I'm sorry Em, I have no advice but wanted to bump this for you. Sounds like a very difficult situation. Hoping someone else can help you x

empemm Wed 12-Sep-12 14:00:54

mashedpotatohead...thank you

Weissbier Sun 07-Oct-12 12:48:13

I wonder if you can you do a deal with her where you start by saying, OK, you are going out, you will have your phone on and you will be back by x o'clock. Do this a few times and always answer your phone and always be back when you say you will be. Then say you are going out, will be back by x o'clock, and she should try to resist phoning to check you are safe (obviously she can still phone if there is a problem or emergency, or she may phone you once to check or something like that) before then.

I was quite an anxious child (didn't have school refusal or need my mum's pillow though, so this might not be a good comparison) and my parents were understanding and made sure they were back on time or they would ring - but they also never changed their plans or stopped going out because of it. Maybe it's about striking a balance between acknowledging her feelings, yet also showing her that they are exaggerated - she's old enough to understand this. She's also old enough to understand how her anxiety is affecting younger children and to realise that is not fair on them - she won't be able to control her anxiety as well as an adult, but she should be able to see that it causes problems and is not rational.

> ASSIGNMENT A:
Answer these questions about the forum thread:
(i) Which poster thanked mashedpotatohead?
(ii) On what date did Weissbier post?
(iii) According to Weissbier, what two things did the parents never do because of the anxiety?
> ASSIGNMENT B: Print the portion of the forum thread that begins with the words containing "mashedpotatohead...thank you" and ends with "that) before then.".
The records have no connection to the forum thread.

(Saved entries)
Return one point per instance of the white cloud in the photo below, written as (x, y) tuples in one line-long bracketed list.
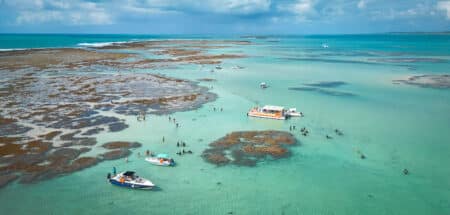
[(71, 12), (243, 7), (445, 6), (302, 9)]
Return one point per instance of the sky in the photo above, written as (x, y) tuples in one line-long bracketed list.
[(223, 16)]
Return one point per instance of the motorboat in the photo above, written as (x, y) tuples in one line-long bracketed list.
[(161, 160), (129, 179), (263, 85), (293, 112), (268, 111)]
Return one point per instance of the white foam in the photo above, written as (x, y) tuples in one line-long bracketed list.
[(7, 50), (102, 44)]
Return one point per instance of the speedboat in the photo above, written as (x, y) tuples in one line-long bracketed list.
[(268, 111), (293, 112), (161, 160), (129, 179)]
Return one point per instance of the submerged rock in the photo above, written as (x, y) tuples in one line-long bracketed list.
[(246, 148)]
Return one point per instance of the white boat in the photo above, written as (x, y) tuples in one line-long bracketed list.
[(129, 179), (293, 112), (263, 85), (269, 112), (161, 160)]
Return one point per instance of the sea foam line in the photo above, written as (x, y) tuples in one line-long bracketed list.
[(102, 44)]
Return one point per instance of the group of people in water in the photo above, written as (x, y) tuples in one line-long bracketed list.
[(172, 119), (217, 109), (141, 116), (182, 152)]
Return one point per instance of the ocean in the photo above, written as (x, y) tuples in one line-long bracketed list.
[(343, 82)]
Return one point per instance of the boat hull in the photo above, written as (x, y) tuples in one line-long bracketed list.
[(266, 116), (131, 185)]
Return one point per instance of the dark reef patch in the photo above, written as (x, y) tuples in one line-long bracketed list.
[(246, 148), (327, 84), (323, 91), (427, 81)]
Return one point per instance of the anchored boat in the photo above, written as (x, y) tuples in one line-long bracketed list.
[(161, 160), (273, 112), (129, 179), (268, 111)]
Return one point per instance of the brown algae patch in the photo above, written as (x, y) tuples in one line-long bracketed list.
[(246, 148), (54, 101)]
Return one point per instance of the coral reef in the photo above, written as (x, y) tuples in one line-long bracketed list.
[(246, 148), (428, 81)]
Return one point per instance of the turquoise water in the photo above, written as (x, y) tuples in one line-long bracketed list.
[(395, 126)]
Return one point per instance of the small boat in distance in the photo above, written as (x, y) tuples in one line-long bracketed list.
[(263, 85), (129, 179), (268, 111), (161, 160)]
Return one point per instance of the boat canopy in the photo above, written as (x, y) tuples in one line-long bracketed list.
[(165, 156), (273, 108), (128, 173)]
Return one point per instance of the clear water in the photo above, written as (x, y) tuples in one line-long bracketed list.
[(395, 126)]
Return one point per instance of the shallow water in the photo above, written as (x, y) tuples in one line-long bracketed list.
[(394, 126)]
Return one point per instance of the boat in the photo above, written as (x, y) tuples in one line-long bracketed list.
[(268, 111), (129, 179), (293, 112), (263, 85), (161, 160)]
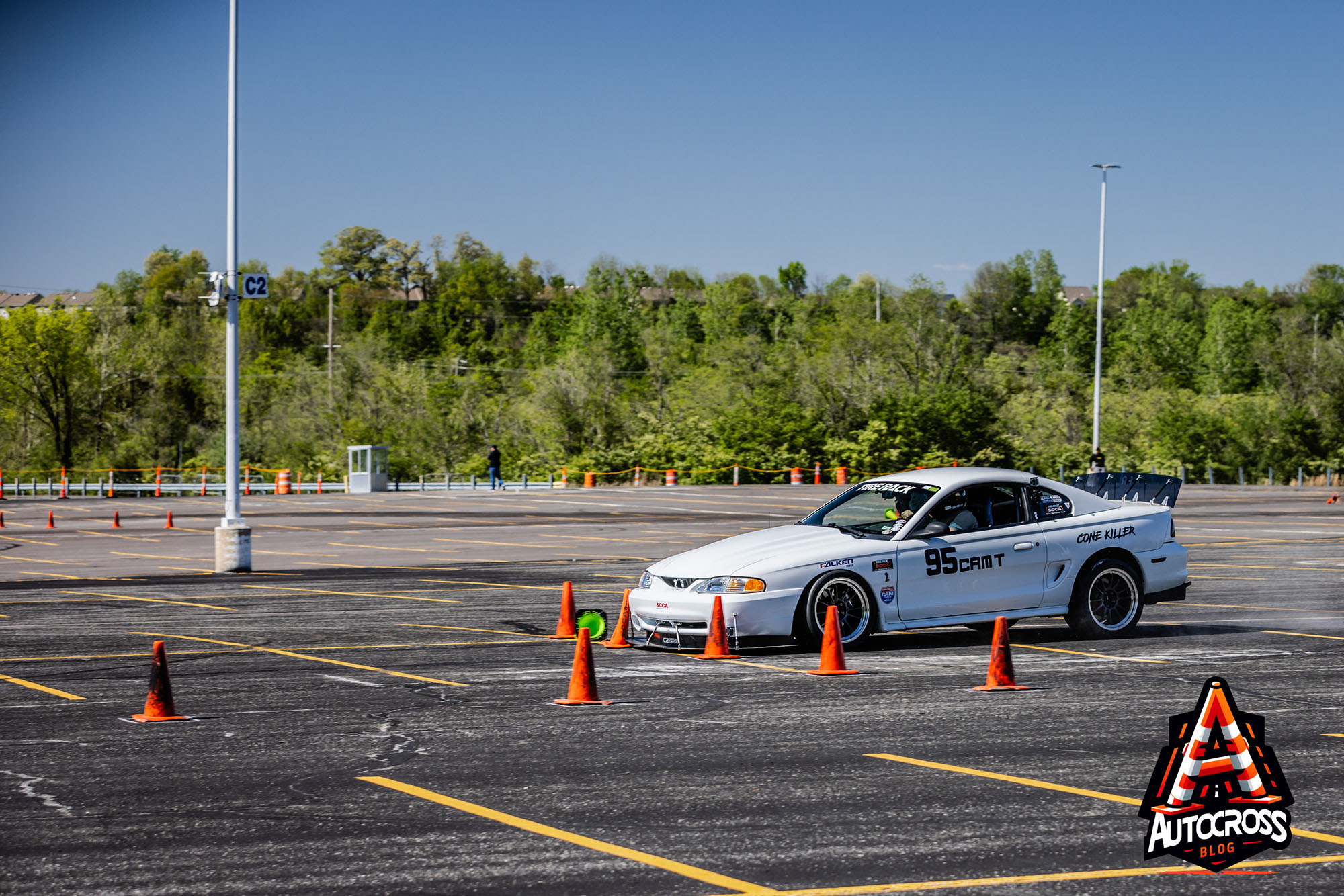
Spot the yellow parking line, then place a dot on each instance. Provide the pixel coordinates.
(1304, 635)
(1085, 654)
(159, 557)
(1253, 607)
(1038, 879)
(1013, 780)
(374, 547)
(127, 597)
(304, 656)
(522, 635)
(532, 588)
(507, 545)
(351, 594)
(1066, 789)
(580, 840)
(76, 564)
(22, 683)
(114, 535)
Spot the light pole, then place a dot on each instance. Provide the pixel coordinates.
(1101, 285)
(233, 535)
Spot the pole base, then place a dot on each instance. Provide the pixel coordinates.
(233, 549)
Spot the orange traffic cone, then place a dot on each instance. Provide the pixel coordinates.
(159, 703)
(623, 623)
(565, 628)
(833, 651)
(1001, 662)
(717, 644)
(583, 682)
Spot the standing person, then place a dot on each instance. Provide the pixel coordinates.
(493, 460)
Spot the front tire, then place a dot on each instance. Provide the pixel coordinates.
(854, 604)
(1108, 601)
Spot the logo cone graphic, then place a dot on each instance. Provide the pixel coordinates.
(1217, 796)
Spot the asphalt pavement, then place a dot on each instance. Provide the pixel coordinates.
(372, 711)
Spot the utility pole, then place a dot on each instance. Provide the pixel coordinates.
(331, 332)
(233, 535)
(1101, 288)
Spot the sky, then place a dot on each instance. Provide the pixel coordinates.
(893, 138)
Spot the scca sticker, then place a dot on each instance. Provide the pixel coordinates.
(1217, 796)
(827, 565)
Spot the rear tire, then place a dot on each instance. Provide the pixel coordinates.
(1108, 601)
(849, 594)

> EXERCISE RESULT A:
(i) empemm
(ii) Sun 07-Oct-12
(iii) They never changed their plans and never stopped going out.

> EXERCISE RESULT B:
mashedpotatohead...thank you

Weissbier Sun 07-Oct-12 12:48:13

I wonder if you can you do a deal with her where you start by saying, OK, you are going out, you will have your phone on and you will be back by x o'clock. Do this a few times and always answer your phone and always be back when you say you will be. Then say you are going out, will be back by x o'clock, and she should try to resist phoning to check you are safe (obviously she can still phone if there is a problem or emergency, or she may phone you once to check or something like that) before then.